• Task statement:
Print exactly the line that contains "If you don't mind, please tell me where the mist", then every following line through the end of the material; include nothing else and no pictures.

··· Source data

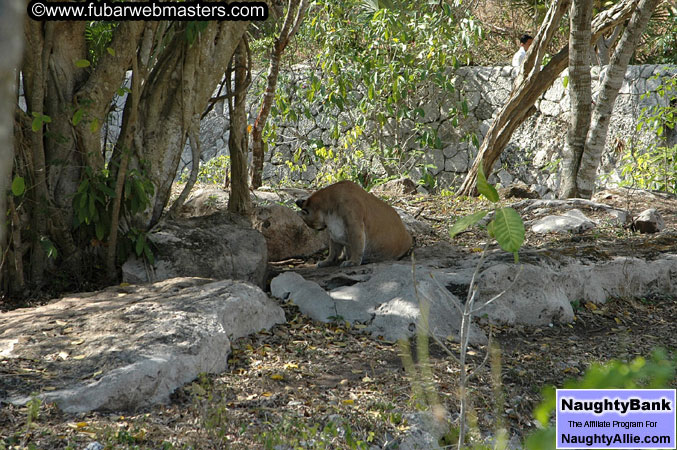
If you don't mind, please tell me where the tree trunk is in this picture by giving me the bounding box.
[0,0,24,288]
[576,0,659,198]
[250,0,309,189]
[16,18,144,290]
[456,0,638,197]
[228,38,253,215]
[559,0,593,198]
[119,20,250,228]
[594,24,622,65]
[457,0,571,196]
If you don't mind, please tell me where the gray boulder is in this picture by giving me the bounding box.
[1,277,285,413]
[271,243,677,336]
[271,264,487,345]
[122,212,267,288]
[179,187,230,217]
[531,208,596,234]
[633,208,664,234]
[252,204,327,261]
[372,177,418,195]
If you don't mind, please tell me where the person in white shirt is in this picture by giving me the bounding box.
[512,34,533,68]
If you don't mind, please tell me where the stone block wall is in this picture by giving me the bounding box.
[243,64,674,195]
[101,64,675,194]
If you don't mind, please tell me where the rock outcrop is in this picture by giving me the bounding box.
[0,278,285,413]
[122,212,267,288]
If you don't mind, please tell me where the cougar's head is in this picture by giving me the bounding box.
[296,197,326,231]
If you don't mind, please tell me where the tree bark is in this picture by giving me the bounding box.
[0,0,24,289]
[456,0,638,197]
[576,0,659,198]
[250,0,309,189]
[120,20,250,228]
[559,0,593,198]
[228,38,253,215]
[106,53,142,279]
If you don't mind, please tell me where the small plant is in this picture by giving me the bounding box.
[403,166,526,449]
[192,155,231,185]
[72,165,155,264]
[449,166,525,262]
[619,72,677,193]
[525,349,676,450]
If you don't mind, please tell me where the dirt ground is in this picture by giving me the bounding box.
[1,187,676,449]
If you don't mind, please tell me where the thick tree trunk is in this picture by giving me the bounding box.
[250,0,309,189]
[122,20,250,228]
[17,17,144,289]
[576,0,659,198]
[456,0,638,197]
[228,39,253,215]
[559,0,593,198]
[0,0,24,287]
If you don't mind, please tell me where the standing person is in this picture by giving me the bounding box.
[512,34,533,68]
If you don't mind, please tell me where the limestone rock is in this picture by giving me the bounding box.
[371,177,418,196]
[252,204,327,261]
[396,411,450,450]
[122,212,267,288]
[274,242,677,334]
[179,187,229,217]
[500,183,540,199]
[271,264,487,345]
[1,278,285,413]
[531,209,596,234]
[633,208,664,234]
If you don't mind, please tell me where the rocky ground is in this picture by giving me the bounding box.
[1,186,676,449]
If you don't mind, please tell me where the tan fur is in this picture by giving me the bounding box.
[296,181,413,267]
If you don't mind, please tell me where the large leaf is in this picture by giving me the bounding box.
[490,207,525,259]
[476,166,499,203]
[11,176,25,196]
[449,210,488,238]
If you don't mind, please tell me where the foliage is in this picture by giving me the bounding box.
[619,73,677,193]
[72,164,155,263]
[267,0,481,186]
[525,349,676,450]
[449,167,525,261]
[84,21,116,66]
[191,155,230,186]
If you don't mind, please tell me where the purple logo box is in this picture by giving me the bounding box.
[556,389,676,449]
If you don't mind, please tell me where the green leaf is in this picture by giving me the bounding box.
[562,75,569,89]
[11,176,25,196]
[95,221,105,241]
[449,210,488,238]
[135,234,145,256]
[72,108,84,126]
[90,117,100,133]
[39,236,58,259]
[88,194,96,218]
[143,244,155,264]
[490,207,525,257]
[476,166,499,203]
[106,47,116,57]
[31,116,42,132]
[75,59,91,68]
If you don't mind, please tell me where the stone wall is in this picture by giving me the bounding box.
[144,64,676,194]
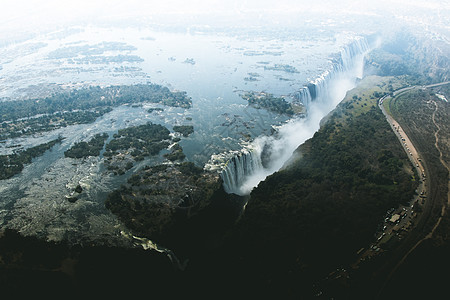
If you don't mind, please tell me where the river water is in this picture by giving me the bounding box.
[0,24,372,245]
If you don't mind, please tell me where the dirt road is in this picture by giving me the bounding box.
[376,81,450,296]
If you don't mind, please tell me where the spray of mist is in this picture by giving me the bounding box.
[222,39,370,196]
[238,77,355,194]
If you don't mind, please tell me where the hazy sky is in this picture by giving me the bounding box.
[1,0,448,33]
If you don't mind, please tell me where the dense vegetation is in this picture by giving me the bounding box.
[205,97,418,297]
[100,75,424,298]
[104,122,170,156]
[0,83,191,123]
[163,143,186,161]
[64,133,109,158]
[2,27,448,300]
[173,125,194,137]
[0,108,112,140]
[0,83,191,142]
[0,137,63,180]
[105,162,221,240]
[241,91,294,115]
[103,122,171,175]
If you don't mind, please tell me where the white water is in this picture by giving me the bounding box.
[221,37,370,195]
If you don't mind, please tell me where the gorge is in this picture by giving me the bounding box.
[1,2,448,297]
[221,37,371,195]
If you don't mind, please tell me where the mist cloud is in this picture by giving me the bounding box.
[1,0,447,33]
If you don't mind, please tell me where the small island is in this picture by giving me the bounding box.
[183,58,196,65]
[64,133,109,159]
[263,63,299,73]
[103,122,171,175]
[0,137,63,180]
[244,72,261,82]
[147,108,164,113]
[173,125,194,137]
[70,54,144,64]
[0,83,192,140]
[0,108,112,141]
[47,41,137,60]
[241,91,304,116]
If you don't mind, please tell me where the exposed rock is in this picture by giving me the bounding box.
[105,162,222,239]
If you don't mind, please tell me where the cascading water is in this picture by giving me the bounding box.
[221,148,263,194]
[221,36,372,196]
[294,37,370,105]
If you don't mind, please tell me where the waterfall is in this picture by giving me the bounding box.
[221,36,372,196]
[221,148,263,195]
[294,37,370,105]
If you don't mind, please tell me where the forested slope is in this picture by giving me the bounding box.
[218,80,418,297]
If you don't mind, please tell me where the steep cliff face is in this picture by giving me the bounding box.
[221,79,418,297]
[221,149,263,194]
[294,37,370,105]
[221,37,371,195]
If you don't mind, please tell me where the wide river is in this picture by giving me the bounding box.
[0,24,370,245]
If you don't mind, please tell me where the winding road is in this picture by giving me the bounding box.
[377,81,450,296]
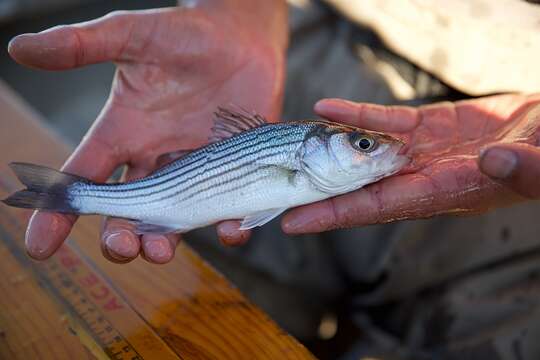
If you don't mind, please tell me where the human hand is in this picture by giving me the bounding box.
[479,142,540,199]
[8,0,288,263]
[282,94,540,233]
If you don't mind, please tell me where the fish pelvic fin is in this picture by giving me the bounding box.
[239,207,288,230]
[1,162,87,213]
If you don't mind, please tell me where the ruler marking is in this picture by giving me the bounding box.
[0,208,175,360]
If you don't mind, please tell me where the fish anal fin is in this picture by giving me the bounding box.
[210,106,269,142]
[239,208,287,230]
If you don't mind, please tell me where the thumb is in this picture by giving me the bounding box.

······

• Exercise response:
If you don't mind, please tell me where the mist cloud is in this picture by giving me the bounding box.
[1,0,447,33]
If you don't mind, please tell me where the small island is in this picture by giving me the bounding box.
[183,58,196,65]
[64,133,109,159]
[263,63,299,73]
[103,122,171,175]
[0,137,63,180]
[244,72,261,82]
[147,108,164,113]
[173,125,194,137]
[70,54,144,64]
[0,83,192,140]
[0,108,112,141]
[47,41,137,60]
[241,91,304,116]
If you don't mind, please tell me where the exposed rock is in this picture by giving me the bounding box.
[105,162,222,239]
If you don't mind, please tell me where the cascading water is in this picture by giving me the bounding box.
[221,148,263,194]
[221,36,372,196]
[294,37,370,105]
If you don't mind, please tell me where the waterfall is in this picture by giving me the bounding box.
[221,36,372,196]
[221,148,263,195]
[294,37,370,105]
If you don't mind, please tell me where the forested slope is in this picture by giving me the bounding box.
[218,80,418,297]
If you don't mind, please tell me where the steep cliff face is in this picture by giving me the bounding box.
[221,79,418,297]
[221,149,263,194]
[294,37,370,105]
[221,37,371,195]
If you don't mind, please tell me where the wide river is in this picture by giving me the bounding box.
[0,24,370,245]
If you don't mind, please tell me where the winding road is in this picture by giving me the bounding box.
[377,81,450,296]
If you don't mind, please tell me where the human hand is in this picture by giving me the bounding box.
[479,142,540,199]
[8,0,288,263]
[282,94,540,233]
If you don't mind, please tell me where the fish pelvic fin is in this picture by giving me the bounding box.
[239,207,288,230]
[1,162,87,213]
If you don't mind, please tell me where the ruler marking is in this picture by giving me the bounding box.
[0,208,175,360]
If you don't mind, please tell me where the fish anal fin is in this picture by giving me the bounding box.
[210,106,269,142]
[239,208,287,230]
If you don't mind, please tell me where the thumb is in this picture by giving me the bounding box.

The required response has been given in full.